# morgan8586 groundbreaker



## morgan8586 (Aug 30, 2006)

Hey guys and gals,

Just wanted to share a pic of my first groundbreaker. What do you think?


----------



## grim reaper (Aug 18, 2005)

fresh from the grave!! nice one morgan


----------



## Hellrazor (Jun 18, 2006)

totally creepy! Lookin good!


----------



## DeadSpider (Feb 3, 2006)

Good job Morgan! What did you use?


----------



## Dr Morbius (Sep 21, 2004)

Nice! Looks like he's wondering.."How did I get here?" Great pose.


----------



## heresjohnny (Feb 15, 2006)

Your on a roll Morgan, first a scarecorw, now a ground breaker, Good Job. Doc, to me it looks he's burping after consuming a victem.


----------



## edwood saucer (Aug 21, 2006)

great job... I think he's looking for directions!


----------



## krough (Oct 7, 2004)

Great Job Morgan.
I think its more of, "Does anyone have any Dental Floss?"


----------



## Hellrazor (Jun 18, 2006)

LOL Krough, I was gonna say something about him picking his teeth too. the more I look at it it seems like : hmmmm whos my next victim... im hungry...


----------



## pyxl (Oct 17, 2005)

------------------------------------

__WHAT IS ASKED__
1. Which posters in the groundbreaker thread have a 2006 date beside their name? Give each name once.
2. In the groundbreaker thread, what line does krough imagine the figure saying?

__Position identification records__

------------------------------------

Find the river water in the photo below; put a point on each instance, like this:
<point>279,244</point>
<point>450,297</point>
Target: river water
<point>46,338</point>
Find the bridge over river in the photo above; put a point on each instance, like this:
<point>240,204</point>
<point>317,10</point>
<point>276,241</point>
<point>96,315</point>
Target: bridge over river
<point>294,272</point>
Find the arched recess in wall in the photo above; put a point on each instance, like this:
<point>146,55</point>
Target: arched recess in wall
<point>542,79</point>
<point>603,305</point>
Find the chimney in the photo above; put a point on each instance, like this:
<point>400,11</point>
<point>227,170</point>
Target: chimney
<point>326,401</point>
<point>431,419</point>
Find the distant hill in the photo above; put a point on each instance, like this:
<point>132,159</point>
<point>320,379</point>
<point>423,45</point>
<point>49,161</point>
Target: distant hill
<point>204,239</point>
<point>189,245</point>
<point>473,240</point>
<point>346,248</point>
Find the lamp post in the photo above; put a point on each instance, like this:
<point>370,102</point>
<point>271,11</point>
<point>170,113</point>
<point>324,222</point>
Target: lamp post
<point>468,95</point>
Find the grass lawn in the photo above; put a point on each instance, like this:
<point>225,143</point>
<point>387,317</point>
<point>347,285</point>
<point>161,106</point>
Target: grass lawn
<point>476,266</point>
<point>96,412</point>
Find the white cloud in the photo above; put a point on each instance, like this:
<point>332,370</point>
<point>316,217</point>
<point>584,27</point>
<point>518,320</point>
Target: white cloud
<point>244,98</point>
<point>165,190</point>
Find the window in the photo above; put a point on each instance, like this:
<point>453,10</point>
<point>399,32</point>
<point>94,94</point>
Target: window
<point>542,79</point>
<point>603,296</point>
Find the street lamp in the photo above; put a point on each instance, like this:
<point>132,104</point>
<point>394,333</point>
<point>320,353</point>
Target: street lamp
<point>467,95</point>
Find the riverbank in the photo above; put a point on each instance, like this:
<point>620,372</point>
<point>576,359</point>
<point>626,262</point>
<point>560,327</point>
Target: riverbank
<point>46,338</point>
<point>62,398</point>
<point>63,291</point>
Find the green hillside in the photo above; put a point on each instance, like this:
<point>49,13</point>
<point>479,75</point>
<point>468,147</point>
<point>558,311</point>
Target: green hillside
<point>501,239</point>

------------------------------------

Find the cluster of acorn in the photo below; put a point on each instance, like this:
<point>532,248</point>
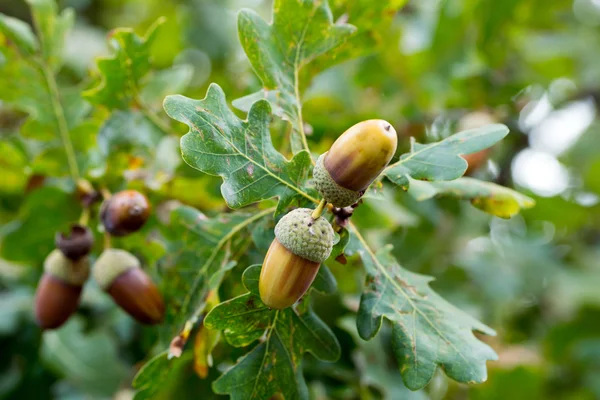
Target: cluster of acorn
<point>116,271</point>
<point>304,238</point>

------------------------------------

__TASK-BY-TASK SOLUTIONS__
1. morgan8586, Hellrazor, DeadSpider, heresjohnny, edwood saucer

2. "Does anyone have any Dental Floss?"